Problem description — Copy the records below exactly as they are written.

Records for this exercise —
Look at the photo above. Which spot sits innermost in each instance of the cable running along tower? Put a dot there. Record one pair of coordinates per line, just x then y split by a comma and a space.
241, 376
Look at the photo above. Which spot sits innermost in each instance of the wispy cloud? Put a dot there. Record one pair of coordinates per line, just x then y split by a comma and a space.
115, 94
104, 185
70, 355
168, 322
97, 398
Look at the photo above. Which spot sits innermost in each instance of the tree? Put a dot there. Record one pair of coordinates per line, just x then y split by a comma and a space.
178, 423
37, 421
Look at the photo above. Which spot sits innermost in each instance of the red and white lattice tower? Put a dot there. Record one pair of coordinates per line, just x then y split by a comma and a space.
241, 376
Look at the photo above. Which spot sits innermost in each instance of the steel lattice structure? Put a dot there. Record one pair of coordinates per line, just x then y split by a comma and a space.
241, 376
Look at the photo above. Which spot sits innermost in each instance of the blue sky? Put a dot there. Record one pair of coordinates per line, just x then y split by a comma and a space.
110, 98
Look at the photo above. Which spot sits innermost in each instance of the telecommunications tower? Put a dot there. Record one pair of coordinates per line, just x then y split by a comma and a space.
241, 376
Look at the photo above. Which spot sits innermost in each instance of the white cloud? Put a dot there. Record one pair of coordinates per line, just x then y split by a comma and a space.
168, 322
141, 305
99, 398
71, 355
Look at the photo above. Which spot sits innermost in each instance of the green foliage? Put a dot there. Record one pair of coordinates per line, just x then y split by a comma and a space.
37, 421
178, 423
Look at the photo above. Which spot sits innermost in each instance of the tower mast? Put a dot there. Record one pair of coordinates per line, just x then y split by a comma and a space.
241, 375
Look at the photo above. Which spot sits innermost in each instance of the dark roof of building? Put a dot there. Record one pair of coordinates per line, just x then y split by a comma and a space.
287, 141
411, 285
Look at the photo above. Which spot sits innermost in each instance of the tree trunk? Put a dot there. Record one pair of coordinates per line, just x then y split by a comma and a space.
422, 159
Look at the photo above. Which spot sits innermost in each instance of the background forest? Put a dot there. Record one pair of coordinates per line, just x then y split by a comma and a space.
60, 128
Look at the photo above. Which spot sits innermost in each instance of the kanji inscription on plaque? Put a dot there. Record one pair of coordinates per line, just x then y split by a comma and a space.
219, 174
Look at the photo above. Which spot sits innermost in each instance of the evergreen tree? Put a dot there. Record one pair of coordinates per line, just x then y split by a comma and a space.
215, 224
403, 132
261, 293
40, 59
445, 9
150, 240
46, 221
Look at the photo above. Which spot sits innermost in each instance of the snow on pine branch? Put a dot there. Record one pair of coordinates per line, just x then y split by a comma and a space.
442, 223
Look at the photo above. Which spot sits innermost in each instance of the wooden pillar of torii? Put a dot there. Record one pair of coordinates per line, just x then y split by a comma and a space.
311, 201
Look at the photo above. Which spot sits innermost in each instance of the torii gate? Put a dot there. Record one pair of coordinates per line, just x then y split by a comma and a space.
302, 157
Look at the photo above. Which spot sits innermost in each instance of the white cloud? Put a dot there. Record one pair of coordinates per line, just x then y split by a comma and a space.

Exercise solution —
Look at the photo above. Which spot sits innermost in each instance of the cable running along tower? Put a dot there. Record one pair of coordinates per line, just x then y split by a comma and a space.
241, 376
Look at the photo above. Which spot sits innermost in each instance of the wispy cloud? Put a dot there. Record one pair of coordinates per line, just x then y split by a comma and a space.
115, 94
104, 185
70, 355
168, 322
97, 398
Look at the photo above. Which spot sits innermost in each instance of the tree? Put a dot there. Record one pair of coordinates per line, just x then y split by a comma and a space.
178, 423
37, 421
Look at the photo above. Which spot sits innermost in each instance of the red and white lattice tower? Put a dot there. Record one pair of coordinates per line, just x then y split by a comma and a space.
241, 376
Look at the photo above. Which spot sits innermost in each instance of the steel lattice structure? Put a dot there. Record one pair of coordinates per line, just x then y split by a comma and a space.
241, 376
Look at the photo above. Which spot sits innermost in each instance of the blue sky? Put a dot there. Record one pair of coordinates per line, just x then y split by a comma and a space.
110, 98
Look at the photo above. Which spot sits innermost in each instance of the telecommunications tower? Put a dot there. Record one pair of coordinates per line, just x then y split by a comma and a space.
241, 376
Look at the photo above. Which spot sits innermost in each instance of the white cloud? Put a dot there. Record one pair of coordinates per line, just x then y split by a comma and a space.
168, 322
141, 305
99, 398
71, 355
Look at the photo above. Which spot sits innermost in each instance of the green foliage? Put a dot there. Record one pair of coordinates per line, just x then y split by a comma and a space.
37, 421
178, 423
Look at the photo above. Which spot sits innermost in each instance of the tower mast? Put a dot there. Record one pair of coordinates per line, just x then y split by a comma and a space.
241, 375
Look at the photo above. Which spot sits innermost in each instance of the dark roof of building? Put a dot there. Record one pair of coordinates per line, just x then y split by a comma and a space.
287, 141
411, 285
Look at the photo above. Which spot sits innermost in each instance of the tree trunk? Put a dot there. Record one pair of coordinates per line, just x then y split by a comma and a space.
422, 159
Look at the photo above. Which spot sits innermost in each instance of the background forest? Put a dot there. Record one pair of coordinates per line, just x then y split by a comma and a space.
60, 128
Look at the photo above. Which spot sits innermost in each instance of the kanji inscription on plaque? Put a dot there. Record one pair of coordinates per line, just x then y split by a comma and a space.
219, 174
Look at the photo above. Which spot sits innermost in each instance of the evergreen tree? Put a dot there. Record one pair of coordinates per line, just x then y split by a comma and a space.
215, 224
403, 132
261, 293
40, 59
445, 9
150, 240
46, 221
Look at the photo above. Which spot sits innermost in each instance of the snow on pine branch? Put a dot there. Record one pair of coordinates per line, just x then y split by a comma and a space.
442, 223
Look at the photo above. Which spot sits innermost in each instance of the wooden pillar of torii? Put a dot there. Record one pair of coordinates per line, just x then y split by a comma and a space.
311, 201
Look at the photo above. Which spot sits innermost in each instance of the torii gate? Put a dot there. Record one pair of coordinates per line, just x then y split by a comma and a space.
302, 157
Look at the photo above. Which spot sits innermost in each instance of the white cloud? Put a dot there. Record one pair of coordinates per line, just x then y split by a comma and a space.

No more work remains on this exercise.